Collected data
◇ ◇ ◇ ◇ ◇ ◇ ◇

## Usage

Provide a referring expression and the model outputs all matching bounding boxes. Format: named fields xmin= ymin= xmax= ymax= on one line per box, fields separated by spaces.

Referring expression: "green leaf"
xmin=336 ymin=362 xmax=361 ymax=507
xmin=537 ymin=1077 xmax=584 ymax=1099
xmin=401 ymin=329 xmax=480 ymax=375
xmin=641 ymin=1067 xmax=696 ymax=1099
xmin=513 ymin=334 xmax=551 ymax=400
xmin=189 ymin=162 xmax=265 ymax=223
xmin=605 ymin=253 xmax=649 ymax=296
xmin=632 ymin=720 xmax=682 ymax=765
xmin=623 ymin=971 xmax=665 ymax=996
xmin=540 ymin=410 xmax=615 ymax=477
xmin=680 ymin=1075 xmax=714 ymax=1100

◇ ◇ ◇ ◇ ◇ ◇ ◇

▶ [What to do]: Output each line of the data exactly as it stands above.

▶ [Written solution]:
## Usage

Provide a referring expression and the model outputs all matching bounding boxes. Format: named fields xmin= ymin= xmax= ymax= on one line per box, fields separated by spaces.

Referring expression: "green leaf"
xmin=336 ymin=362 xmax=361 ymax=507
xmin=537 ymin=1077 xmax=584 ymax=1099
xmin=401 ymin=329 xmax=480 ymax=375
xmin=641 ymin=1067 xmax=696 ymax=1099
xmin=513 ymin=334 xmax=551 ymax=400
xmin=189 ymin=162 xmax=265 ymax=223
xmin=605 ymin=253 xmax=649 ymax=296
xmin=632 ymin=720 xmax=682 ymax=765
xmin=623 ymin=971 xmax=665 ymax=996
xmin=540 ymin=410 xmax=615 ymax=477
xmin=680 ymin=1075 xmax=714 ymax=1100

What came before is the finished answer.